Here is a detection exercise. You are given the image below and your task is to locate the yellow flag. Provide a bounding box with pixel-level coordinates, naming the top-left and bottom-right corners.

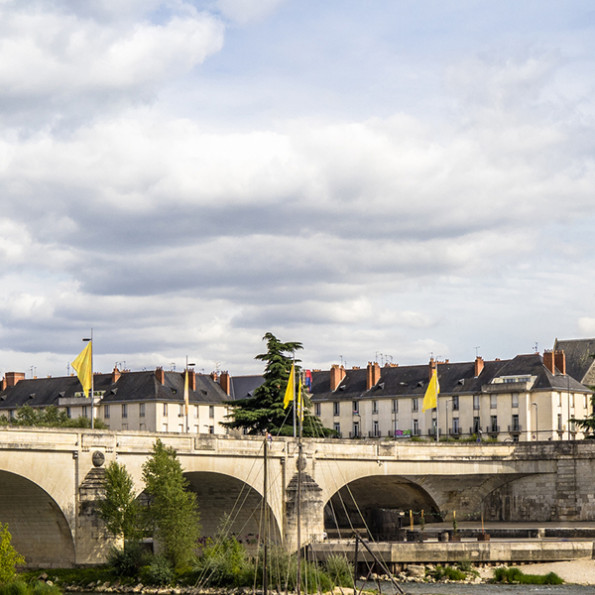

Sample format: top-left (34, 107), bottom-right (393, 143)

top-left (421, 368), bottom-right (440, 412)
top-left (184, 368), bottom-right (190, 416)
top-left (283, 364), bottom-right (295, 409)
top-left (297, 374), bottom-right (304, 421)
top-left (72, 341), bottom-right (93, 397)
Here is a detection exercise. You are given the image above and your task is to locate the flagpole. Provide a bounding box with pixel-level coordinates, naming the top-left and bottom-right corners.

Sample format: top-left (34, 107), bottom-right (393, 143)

top-left (83, 328), bottom-right (95, 430)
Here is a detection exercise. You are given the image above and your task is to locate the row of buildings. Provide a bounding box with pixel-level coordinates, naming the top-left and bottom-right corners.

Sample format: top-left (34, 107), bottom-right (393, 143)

top-left (0, 339), bottom-right (595, 442)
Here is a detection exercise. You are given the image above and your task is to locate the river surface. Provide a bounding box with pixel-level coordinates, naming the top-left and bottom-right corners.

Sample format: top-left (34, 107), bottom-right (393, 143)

top-left (358, 582), bottom-right (595, 595)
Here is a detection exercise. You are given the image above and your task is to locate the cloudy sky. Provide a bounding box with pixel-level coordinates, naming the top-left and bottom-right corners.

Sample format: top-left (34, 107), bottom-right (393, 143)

top-left (0, 0), bottom-right (595, 376)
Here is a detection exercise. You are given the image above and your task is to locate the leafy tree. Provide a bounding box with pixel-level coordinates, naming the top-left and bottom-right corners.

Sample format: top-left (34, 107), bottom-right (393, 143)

top-left (143, 440), bottom-right (200, 568)
top-left (224, 332), bottom-right (332, 436)
top-left (99, 461), bottom-right (140, 543)
top-left (0, 523), bottom-right (25, 585)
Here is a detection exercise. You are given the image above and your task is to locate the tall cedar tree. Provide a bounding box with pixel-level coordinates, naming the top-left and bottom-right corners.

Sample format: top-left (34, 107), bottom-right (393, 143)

top-left (99, 461), bottom-right (140, 543)
top-left (143, 440), bottom-right (200, 568)
top-left (224, 333), bottom-right (332, 436)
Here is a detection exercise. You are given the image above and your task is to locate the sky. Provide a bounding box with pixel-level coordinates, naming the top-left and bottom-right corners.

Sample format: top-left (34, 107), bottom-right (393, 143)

top-left (0, 0), bottom-right (595, 377)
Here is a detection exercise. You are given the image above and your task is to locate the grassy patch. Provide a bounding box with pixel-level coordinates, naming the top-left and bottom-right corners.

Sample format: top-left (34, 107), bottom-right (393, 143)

top-left (491, 567), bottom-right (564, 585)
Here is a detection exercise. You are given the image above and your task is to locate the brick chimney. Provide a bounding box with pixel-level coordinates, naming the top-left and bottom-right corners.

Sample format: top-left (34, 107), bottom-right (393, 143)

top-left (219, 372), bottom-right (231, 397)
top-left (474, 355), bottom-right (484, 378)
top-left (331, 364), bottom-right (345, 391)
top-left (366, 362), bottom-right (380, 390)
top-left (2, 372), bottom-right (25, 390)
top-left (187, 368), bottom-right (196, 390)
top-left (554, 349), bottom-right (566, 375)
top-left (543, 351), bottom-right (556, 374)
top-left (429, 357), bottom-right (438, 379)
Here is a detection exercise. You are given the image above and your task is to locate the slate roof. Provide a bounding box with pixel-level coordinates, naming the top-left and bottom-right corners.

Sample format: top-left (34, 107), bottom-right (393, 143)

top-left (0, 371), bottom-right (229, 409)
top-left (0, 374), bottom-right (112, 409)
top-left (102, 371), bottom-right (229, 405)
top-left (554, 339), bottom-right (595, 384)
top-left (229, 375), bottom-right (264, 401)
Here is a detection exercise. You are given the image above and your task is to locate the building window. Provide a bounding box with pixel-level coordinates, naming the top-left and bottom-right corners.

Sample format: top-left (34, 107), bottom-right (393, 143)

top-left (512, 413), bottom-right (521, 432)
top-left (490, 415), bottom-right (498, 432)
top-left (372, 421), bottom-right (380, 438)
top-left (473, 415), bottom-right (481, 434)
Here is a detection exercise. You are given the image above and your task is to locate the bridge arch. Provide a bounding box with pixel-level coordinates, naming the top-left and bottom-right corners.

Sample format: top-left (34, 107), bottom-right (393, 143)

Your instructions ▸
Pictures stay out; repeat all the rest of the records exactly.

Problem solution ▸
Here is a detection exercise. You are given the image below and your task is to locate the yellow flag. Provide a bounding box with pixel-level coordinates, naming the top-left and bottom-right corners.


Sample format: top-left (34, 107), bottom-right (393, 143)

top-left (421, 368), bottom-right (440, 412)
top-left (184, 368), bottom-right (190, 416)
top-left (283, 364), bottom-right (295, 409)
top-left (297, 374), bottom-right (304, 421)
top-left (72, 341), bottom-right (93, 397)
Here is a detection exercise. You are given the image above and your task is to locate the flagpole. Provide a bounding box with pixel-level coordinates, naming the top-left and bottom-right corners.

Sample format: top-left (34, 107), bottom-right (393, 143)

top-left (83, 328), bottom-right (95, 430)
Here is a detection exercise. You are given the image above and your task is to locate the row of buildings. Provide a bounding box with pixel-level coordinates, naming the top-left and bottom-right corners.

Sample format: top-left (34, 107), bottom-right (393, 143)

top-left (0, 339), bottom-right (595, 442)
Here is a detection exercise. You are given the image above and your task is to locate the river surface. Provide a bounding box with pixel-level coordinates, naming the top-left and bottom-right corners.

Sample format: top-left (34, 107), bottom-right (393, 143)

top-left (358, 582), bottom-right (595, 595)
Here is a detection exercise. You are given the image above and your task is to locate the cloudy sky. Provide a bounding box with pixel-level coordinates, naming the top-left and bottom-right corners.

Sample format: top-left (34, 107), bottom-right (393, 143)

top-left (0, 0), bottom-right (595, 376)
Here is a detection exercise. You are given the image above and your task is to locate the leafy tree. Provide a bounding box with pixel-level coordinates, naming the top-left and bottom-right corners.

Sample format: top-left (34, 107), bottom-right (393, 143)

top-left (143, 440), bottom-right (200, 568)
top-left (224, 332), bottom-right (332, 436)
top-left (99, 461), bottom-right (140, 543)
top-left (0, 523), bottom-right (25, 585)
Here is a detection exercise. You are given the image above and your task is to locate the tall cedar tree. Provide a bounding box with pixel-level coordinates, naming the top-left and bottom-right corners.

Sample format: top-left (34, 107), bottom-right (393, 143)

top-left (99, 461), bottom-right (140, 543)
top-left (143, 440), bottom-right (200, 568)
top-left (224, 333), bottom-right (332, 436)
Here is a detection exercise. You are given the image above and your task is to locate the sky. Provide a bounding box with pixel-level coordinates, naming the top-left and bottom-right corners.

Sample format: top-left (34, 107), bottom-right (393, 143)

top-left (0, 0), bottom-right (595, 377)
Here is a detection exercise. You are given the image above and your task is to locate the grassy patch. Provide a bounding box with pixel-level coordinates, naming the top-left and bottom-right corners.

Sample format: top-left (34, 107), bottom-right (393, 143)

top-left (491, 567), bottom-right (564, 585)
Here is a detection exercise. You are given the image above and your task is to locate the brick chimney. Provide a bounding box with pixel-level coordinates, naming the top-left and bottom-right corners.

Sample format: top-left (34, 107), bottom-right (393, 143)

top-left (219, 372), bottom-right (231, 397)
top-left (474, 355), bottom-right (484, 378)
top-left (331, 364), bottom-right (345, 391)
top-left (366, 362), bottom-right (380, 390)
top-left (2, 372), bottom-right (25, 390)
top-left (187, 368), bottom-right (196, 390)
top-left (554, 349), bottom-right (566, 375)
top-left (543, 351), bottom-right (556, 374)
top-left (429, 357), bottom-right (438, 379)
Here is a detection exercise. You are given the image above and your task is to locate the slate roof. Provide a bounding box with pixel-level coordinates, naming the top-left and bottom-right corners.

Sample format: top-left (34, 107), bottom-right (393, 143)

top-left (0, 371), bottom-right (229, 409)
top-left (0, 374), bottom-right (112, 409)
top-left (102, 371), bottom-right (229, 405)
top-left (554, 339), bottom-right (595, 384)
top-left (229, 375), bottom-right (264, 401)
Here is a detection exercise. You are given the image above and your task is to locate the building window. Provide a bounding box with pixel-level coordinates, naming the top-left and bottom-right corners.

Sample format: top-left (34, 107), bottom-right (393, 143)

top-left (512, 413), bottom-right (521, 432)
top-left (490, 415), bottom-right (498, 432)
top-left (372, 421), bottom-right (380, 438)
top-left (473, 415), bottom-right (481, 434)
Here is a detection exercise. You are given the image above and your task is to locate the bridge arch. Provide a bounding box with pixel-level coordinates, naming the top-left and bottom-right corners.

Sample format: top-left (34, 107), bottom-right (393, 143)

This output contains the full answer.